▸ INSTRUCTION
Pick out every line of the records below that contains the word "button" and copy each one.

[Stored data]
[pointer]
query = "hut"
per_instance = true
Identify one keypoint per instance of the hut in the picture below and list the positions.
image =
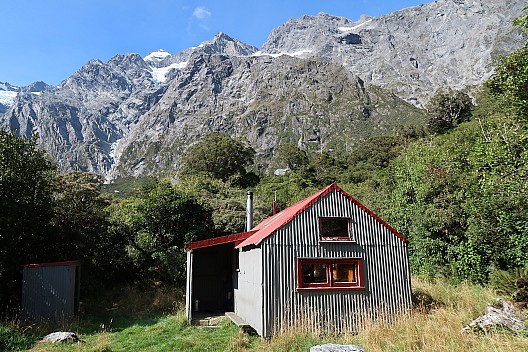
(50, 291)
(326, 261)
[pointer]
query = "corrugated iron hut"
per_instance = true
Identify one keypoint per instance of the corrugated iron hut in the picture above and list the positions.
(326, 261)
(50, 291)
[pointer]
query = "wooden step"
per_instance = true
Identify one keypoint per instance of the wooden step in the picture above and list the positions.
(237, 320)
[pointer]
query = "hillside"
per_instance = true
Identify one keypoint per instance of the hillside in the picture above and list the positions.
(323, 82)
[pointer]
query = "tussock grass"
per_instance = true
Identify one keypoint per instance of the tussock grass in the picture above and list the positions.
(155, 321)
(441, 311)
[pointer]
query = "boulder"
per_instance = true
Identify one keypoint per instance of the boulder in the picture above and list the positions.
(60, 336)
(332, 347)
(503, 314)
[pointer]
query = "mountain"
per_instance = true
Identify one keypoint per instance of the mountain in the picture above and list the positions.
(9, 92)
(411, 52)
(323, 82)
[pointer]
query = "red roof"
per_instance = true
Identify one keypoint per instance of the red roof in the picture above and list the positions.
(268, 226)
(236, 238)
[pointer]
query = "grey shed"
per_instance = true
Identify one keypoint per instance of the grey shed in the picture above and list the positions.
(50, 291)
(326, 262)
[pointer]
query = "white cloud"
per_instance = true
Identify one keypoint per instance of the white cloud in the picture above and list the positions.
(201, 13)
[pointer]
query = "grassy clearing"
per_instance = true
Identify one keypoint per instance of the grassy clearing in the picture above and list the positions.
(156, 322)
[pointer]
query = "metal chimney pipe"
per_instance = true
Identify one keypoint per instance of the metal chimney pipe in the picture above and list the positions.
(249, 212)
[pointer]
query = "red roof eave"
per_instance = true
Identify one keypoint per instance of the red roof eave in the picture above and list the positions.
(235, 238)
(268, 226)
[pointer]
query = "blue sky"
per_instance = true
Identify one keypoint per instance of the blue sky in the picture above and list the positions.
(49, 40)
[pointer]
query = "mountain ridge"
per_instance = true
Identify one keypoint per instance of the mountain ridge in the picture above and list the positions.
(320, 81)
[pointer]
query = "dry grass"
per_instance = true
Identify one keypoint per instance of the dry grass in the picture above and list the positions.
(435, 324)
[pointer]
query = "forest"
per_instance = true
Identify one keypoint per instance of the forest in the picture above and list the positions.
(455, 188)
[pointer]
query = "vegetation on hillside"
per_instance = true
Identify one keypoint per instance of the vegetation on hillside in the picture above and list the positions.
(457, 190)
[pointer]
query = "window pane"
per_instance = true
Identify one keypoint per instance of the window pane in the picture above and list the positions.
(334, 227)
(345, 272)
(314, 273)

==

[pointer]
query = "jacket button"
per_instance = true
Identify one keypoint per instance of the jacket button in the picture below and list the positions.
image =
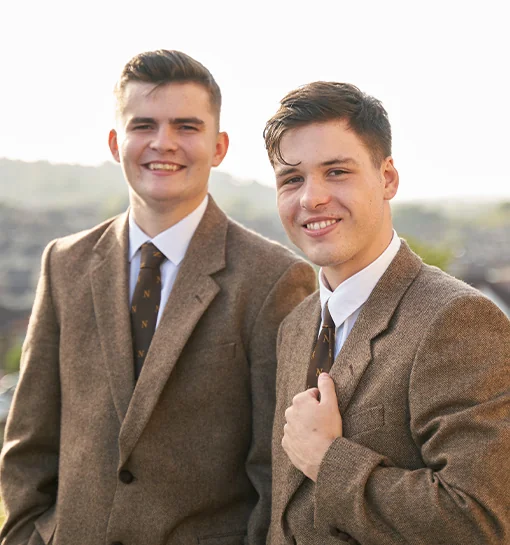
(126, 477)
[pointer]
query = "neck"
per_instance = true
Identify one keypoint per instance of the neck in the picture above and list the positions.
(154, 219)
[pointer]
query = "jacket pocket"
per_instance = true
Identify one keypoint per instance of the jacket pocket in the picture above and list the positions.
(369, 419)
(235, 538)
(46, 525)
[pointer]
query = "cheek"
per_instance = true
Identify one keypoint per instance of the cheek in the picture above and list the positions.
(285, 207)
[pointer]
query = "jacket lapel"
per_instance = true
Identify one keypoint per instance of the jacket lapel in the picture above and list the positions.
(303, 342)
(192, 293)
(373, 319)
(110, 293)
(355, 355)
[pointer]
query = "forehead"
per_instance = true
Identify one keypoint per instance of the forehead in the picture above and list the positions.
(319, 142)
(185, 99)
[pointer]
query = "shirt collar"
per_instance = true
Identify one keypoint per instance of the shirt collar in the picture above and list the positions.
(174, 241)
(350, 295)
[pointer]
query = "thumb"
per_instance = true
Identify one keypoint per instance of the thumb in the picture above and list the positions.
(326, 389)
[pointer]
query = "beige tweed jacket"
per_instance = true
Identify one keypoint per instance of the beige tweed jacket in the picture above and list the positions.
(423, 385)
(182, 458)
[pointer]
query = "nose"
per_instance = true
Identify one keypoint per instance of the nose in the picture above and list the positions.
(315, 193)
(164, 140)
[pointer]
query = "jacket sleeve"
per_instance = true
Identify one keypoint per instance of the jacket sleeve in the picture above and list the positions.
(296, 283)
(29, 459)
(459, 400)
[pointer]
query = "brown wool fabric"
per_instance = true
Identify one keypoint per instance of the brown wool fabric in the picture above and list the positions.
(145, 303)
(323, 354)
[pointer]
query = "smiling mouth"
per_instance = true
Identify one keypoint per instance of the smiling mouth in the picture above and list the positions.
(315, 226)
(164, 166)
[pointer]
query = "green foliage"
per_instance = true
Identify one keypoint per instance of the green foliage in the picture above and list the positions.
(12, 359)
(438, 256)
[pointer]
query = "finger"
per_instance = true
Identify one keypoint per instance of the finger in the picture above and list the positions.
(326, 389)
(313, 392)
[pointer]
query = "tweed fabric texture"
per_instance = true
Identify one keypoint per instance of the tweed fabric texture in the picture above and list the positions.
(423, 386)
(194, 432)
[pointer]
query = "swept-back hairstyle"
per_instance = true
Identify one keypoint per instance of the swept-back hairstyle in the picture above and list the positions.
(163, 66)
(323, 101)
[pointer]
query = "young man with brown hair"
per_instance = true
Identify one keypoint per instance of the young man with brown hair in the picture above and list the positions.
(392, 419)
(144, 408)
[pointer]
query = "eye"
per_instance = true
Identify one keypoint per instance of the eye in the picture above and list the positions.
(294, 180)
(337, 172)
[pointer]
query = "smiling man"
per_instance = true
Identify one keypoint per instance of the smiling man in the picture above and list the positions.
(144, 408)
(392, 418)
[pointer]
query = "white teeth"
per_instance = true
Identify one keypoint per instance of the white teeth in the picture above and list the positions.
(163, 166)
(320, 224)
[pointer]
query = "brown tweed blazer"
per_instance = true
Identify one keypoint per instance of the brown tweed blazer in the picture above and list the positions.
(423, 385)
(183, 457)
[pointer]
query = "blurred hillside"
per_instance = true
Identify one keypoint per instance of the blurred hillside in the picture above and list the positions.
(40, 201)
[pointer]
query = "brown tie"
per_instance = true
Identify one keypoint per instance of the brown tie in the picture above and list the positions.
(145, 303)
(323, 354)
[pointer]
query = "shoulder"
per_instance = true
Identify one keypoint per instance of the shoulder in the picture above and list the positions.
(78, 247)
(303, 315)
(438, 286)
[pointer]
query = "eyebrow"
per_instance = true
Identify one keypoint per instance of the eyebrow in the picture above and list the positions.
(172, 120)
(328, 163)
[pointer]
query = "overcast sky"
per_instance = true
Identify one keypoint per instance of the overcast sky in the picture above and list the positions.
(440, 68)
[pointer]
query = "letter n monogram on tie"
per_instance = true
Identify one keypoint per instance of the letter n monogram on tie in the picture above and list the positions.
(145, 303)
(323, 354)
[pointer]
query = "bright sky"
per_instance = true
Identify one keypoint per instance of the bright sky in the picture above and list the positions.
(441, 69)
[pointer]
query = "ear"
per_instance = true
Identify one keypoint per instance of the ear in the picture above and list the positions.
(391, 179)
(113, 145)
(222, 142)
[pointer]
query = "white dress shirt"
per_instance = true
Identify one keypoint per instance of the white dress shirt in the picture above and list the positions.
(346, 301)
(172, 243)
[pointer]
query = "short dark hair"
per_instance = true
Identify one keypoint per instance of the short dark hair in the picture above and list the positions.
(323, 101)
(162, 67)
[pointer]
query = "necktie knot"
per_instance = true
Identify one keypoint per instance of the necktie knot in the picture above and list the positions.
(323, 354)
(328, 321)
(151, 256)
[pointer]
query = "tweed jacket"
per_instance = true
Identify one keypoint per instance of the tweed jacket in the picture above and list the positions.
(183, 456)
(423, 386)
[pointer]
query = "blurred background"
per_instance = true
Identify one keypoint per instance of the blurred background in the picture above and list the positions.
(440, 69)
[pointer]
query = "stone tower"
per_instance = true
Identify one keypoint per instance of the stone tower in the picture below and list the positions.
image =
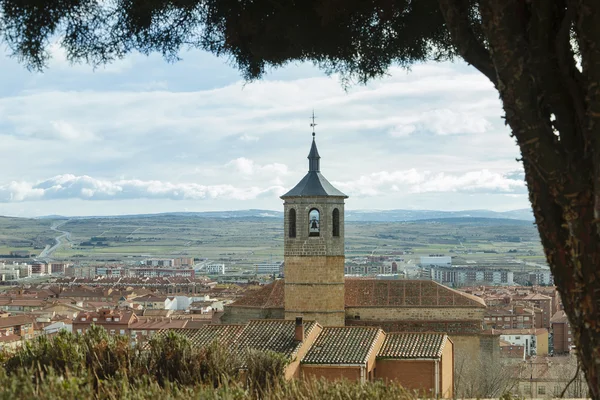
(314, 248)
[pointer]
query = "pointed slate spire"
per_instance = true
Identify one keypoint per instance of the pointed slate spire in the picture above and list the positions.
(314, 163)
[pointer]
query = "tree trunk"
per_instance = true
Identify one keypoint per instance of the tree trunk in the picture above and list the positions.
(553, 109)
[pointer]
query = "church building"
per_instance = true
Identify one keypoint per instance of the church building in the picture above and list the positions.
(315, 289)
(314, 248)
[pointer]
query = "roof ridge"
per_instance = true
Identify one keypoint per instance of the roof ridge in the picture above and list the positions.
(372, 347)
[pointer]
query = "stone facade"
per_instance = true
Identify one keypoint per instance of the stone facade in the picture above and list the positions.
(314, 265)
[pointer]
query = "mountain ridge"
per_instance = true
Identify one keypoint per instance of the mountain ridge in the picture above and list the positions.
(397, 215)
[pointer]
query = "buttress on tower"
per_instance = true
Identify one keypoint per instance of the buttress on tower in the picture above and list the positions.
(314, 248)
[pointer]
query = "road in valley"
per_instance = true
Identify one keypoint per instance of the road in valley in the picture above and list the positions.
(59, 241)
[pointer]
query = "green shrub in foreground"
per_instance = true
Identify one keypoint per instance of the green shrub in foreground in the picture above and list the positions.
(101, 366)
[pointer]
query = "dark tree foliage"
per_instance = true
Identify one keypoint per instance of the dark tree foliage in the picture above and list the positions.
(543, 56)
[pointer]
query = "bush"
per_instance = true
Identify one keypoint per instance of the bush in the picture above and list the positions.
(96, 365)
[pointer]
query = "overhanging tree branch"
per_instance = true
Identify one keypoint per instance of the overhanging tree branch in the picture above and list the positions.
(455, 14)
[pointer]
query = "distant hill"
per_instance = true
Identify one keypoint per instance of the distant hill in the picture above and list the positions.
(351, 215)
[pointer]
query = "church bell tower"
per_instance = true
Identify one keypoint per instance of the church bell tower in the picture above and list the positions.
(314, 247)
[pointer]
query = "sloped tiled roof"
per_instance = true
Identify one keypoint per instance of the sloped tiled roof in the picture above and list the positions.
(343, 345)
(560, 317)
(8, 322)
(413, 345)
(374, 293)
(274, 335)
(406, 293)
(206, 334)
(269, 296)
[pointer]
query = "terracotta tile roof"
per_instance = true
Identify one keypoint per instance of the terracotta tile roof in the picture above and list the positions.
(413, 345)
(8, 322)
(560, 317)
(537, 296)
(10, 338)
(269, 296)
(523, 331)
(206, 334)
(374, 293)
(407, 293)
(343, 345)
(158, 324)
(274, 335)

▸ COMPLETE ANSWER
query = "jacket button"
Identify one keypoint per instance of the jacket button in the picture below and list the positions.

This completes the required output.